* [TASK 1] Can you quote the records verbatim, starting at the line that contains "Query: carved armenian inscription" and running through the end of the records?

* [TEXT SECTION]
--- begin ---
In addition to many different outcomes on which the effect of CSR is measured, various moderating and mediating mechanisms have been included in CSR research. Table 1 gives an overview of these variables. The mediators most often included are customer-company congruence or identification (Sen and Bhattacharya, 2001), trust (Vlachos et al., 2009) and customer satisfaction (Luo and Bhattacharya, 2006). These variables are found to both partially (Luo and Bhattacharya, 2006) and fully (Vlachos et al., 2009) mediate the relationship between CSR and its outcomes. In addition to mediating effects, a long list of moderators are known to affect CSR relationships. Moderators that have been tested in past research include innovativeness capability (Luo and Bhattacharya, 2006), perceived service quality (Vlachos et al., 2009), R&D (Luo and Bhattacharya, 2009), and advertising (Luo and Bhattacharya, 2009). Generally, these factors strengthen the positive effect of CSR on an outcome, but innovativeness capability is an example where the effect of CSR on market value becomes negative (Luo and Bhattacharya, 2006). It appears that, when innovativeness capability is low, CSR leads to negative market value, probably because in such cases a noncompetitiveness signal is sent to the market. However, a drawback in previous CSR research is that only a low number of moderators have been examined simultaneously. This study therefore investigates the effect of a wide range of moderating effects in one model.
--- end ---
Stored data entries
--- begin ---
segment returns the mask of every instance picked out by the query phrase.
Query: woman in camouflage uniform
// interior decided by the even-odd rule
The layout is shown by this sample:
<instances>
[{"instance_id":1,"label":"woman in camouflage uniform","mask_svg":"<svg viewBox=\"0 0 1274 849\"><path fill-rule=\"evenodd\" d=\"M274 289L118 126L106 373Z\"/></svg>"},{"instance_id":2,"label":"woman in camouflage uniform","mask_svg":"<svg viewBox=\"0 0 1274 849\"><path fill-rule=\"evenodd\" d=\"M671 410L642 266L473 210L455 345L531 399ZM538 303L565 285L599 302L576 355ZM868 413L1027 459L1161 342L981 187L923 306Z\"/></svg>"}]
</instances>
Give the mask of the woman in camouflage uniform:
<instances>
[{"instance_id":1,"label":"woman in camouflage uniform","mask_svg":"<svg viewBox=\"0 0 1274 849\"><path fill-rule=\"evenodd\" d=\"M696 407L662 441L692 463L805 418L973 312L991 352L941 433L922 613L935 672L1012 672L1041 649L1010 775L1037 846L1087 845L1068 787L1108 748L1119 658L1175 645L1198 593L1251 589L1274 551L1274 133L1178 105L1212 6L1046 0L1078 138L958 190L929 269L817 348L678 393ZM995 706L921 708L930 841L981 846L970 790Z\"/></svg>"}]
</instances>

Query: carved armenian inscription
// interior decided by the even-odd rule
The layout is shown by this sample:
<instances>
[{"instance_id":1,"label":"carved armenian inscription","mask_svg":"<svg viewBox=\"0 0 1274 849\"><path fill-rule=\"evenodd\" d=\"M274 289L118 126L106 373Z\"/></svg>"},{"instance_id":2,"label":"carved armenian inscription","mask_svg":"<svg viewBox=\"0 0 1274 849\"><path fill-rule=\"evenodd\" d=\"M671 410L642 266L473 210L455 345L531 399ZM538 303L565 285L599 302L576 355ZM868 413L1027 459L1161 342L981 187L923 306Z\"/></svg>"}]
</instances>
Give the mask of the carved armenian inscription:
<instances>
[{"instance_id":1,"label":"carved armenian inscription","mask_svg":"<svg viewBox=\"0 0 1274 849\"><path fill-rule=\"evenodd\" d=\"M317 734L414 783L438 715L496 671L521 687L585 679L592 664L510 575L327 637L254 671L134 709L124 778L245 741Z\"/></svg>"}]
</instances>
--- end ---
* [TASK 2] In the CSR text, which moderator is given as an example where the effect of CSR on market value becomes negative?

* [CORRECT ANSWER 1]
Query: carved armenian inscription
// interior decided by the even-odd rule
The layout is shown by this sample:
<instances>
[{"instance_id":1,"label":"carved armenian inscription","mask_svg":"<svg viewBox=\"0 0 1274 849\"><path fill-rule=\"evenodd\" d=\"M274 289L118 126L106 373Z\"/></svg>"},{"instance_id":2,"label":"carved armenian inscription","mask_svg":"<svg viewBox=\"0 0 1274 849\"><path fill-rule=\"evenodd\" d=\"M671 410L642 266L473 210L455 345L531 399ZM538 303L565 285L599 302L576 355ZM868 413L1027 459L1161 342L981 187L923 306Z\"/></svg>"}]
</instances>
Give the mask of the carved armenian inscription:
<instances>
[{"instance_id":1,"label":"carved armenian inscription","mask_svg":"<svg viewBox=\"0 0 1274 849\"><path fill-rule=\"evenodd\" d=\"M317 734L414 783L438 715L496 671L521 687L585 679L592 664L510 575L327 637L254 671L134 709L124 778L245 741Z\"/></svg>"}]
</instances>

* [CORRECT ANSWER 2] Innovativeness capability.